-- Information follows --
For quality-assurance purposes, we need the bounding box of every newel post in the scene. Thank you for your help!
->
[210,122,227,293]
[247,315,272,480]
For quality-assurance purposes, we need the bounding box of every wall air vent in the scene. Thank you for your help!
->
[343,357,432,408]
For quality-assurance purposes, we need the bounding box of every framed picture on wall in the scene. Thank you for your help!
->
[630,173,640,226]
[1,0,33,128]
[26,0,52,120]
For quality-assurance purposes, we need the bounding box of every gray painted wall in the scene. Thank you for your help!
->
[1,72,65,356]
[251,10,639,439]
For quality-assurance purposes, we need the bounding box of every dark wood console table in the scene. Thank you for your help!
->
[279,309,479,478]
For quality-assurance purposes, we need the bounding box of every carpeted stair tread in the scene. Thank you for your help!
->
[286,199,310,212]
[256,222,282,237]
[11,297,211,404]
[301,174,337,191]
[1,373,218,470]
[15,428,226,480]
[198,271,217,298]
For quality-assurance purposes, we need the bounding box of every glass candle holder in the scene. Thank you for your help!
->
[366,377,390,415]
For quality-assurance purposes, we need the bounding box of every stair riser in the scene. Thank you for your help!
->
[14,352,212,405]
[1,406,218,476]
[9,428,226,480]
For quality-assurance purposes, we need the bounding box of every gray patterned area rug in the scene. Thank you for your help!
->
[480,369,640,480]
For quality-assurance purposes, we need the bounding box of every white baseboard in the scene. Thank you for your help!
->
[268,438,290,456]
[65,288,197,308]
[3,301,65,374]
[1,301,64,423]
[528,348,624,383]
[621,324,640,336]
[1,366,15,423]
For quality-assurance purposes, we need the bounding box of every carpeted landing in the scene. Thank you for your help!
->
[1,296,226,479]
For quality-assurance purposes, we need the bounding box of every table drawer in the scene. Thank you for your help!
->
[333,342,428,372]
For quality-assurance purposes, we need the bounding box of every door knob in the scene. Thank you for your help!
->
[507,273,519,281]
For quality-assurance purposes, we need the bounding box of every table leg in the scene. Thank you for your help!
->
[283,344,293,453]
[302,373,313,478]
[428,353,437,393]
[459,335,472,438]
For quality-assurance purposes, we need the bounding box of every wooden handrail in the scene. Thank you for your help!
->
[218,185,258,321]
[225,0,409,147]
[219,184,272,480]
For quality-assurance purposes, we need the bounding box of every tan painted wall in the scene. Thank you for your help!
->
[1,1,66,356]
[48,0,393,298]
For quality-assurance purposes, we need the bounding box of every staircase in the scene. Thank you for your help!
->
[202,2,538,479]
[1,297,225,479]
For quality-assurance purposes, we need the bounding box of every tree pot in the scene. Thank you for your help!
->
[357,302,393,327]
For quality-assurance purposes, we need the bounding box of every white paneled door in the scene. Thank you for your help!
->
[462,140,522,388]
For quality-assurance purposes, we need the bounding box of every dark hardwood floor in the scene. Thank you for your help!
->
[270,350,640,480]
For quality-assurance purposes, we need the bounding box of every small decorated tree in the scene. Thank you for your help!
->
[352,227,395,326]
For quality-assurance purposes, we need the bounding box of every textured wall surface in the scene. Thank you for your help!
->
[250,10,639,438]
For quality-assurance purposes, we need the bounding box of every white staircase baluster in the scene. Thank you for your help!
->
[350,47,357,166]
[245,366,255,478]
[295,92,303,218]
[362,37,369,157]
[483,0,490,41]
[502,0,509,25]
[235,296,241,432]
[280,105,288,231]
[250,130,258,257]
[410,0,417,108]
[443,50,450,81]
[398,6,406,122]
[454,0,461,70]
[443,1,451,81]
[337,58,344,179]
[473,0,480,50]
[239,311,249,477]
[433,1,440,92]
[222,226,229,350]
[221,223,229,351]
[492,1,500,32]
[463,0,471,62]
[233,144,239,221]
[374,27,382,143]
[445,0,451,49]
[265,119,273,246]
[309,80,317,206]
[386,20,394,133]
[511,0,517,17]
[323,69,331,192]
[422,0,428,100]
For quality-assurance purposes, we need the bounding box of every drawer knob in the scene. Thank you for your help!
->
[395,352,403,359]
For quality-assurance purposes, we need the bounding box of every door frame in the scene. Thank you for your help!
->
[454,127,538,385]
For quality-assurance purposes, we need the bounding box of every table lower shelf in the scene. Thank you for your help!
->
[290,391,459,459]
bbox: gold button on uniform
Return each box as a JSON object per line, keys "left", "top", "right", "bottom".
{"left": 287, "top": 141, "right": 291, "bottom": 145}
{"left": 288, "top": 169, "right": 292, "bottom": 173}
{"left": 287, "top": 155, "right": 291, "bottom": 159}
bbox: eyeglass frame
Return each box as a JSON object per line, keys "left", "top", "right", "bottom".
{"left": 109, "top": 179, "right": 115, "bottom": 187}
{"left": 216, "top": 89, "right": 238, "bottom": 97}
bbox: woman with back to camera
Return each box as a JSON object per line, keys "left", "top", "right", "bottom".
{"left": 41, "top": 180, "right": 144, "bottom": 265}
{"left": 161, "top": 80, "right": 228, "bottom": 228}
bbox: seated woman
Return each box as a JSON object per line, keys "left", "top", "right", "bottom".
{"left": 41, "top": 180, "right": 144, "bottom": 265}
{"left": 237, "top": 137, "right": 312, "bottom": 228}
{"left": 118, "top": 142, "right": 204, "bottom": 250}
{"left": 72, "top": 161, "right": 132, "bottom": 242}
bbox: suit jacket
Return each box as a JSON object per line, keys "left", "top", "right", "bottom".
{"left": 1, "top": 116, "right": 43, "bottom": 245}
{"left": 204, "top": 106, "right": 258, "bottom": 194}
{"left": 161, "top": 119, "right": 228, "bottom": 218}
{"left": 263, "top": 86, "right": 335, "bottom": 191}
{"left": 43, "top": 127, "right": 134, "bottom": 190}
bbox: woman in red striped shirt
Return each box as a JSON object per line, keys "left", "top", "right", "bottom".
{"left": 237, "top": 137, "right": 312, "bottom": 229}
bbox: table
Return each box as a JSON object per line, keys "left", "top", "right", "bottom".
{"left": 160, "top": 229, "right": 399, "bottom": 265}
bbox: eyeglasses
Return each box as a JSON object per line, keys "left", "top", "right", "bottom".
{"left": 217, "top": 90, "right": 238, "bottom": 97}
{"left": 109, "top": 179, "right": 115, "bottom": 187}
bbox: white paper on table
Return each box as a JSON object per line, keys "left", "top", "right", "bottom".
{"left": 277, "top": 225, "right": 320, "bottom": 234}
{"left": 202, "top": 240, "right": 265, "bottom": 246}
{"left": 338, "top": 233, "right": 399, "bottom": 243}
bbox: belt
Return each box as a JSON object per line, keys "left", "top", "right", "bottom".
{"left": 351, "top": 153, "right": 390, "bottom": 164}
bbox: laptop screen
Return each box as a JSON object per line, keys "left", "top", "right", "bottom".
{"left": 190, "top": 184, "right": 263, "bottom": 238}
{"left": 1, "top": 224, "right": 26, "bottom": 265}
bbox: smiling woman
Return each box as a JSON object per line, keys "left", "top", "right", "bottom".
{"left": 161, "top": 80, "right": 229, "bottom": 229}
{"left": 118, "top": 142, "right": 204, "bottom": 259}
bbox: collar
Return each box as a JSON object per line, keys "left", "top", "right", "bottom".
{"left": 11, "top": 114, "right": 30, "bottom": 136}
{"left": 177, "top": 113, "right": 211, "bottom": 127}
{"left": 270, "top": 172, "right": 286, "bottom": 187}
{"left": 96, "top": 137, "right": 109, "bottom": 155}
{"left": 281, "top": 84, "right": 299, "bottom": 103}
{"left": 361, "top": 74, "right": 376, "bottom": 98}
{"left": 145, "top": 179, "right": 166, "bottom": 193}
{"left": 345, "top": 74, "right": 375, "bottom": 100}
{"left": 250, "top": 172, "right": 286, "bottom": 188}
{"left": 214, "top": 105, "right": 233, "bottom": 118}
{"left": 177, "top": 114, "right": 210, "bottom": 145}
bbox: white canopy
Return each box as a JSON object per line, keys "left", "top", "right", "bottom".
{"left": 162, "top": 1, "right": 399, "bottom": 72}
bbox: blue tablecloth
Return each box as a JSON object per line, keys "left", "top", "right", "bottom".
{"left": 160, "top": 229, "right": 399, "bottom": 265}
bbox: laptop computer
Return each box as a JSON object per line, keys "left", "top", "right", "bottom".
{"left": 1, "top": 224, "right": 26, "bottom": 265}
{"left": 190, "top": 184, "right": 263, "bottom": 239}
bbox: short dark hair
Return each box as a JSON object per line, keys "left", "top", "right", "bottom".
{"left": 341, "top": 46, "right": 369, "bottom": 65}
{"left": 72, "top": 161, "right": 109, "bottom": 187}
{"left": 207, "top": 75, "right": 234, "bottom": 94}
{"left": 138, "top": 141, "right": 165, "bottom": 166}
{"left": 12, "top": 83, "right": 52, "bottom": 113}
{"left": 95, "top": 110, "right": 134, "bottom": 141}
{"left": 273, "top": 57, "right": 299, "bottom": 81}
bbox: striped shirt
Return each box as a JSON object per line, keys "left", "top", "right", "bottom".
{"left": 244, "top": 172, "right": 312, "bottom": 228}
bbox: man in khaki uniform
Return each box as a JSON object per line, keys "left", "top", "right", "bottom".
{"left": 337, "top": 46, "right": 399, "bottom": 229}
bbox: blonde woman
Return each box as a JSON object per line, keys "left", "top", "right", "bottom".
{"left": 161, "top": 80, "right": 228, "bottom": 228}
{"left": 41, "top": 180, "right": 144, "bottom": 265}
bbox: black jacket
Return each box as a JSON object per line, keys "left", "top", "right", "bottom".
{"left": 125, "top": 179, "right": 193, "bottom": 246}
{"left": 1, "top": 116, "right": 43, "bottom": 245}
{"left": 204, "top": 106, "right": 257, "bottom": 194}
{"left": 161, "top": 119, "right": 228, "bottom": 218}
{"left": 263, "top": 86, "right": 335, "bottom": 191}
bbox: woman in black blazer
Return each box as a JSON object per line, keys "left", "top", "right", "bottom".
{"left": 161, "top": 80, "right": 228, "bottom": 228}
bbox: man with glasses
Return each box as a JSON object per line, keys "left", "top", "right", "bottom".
-- Information concluded --
[Task goal]: Report every line of the entries that carries the word "shirt".

[Answer to this task]:
bbox: woman in red striped shirt
bbox: striped shirt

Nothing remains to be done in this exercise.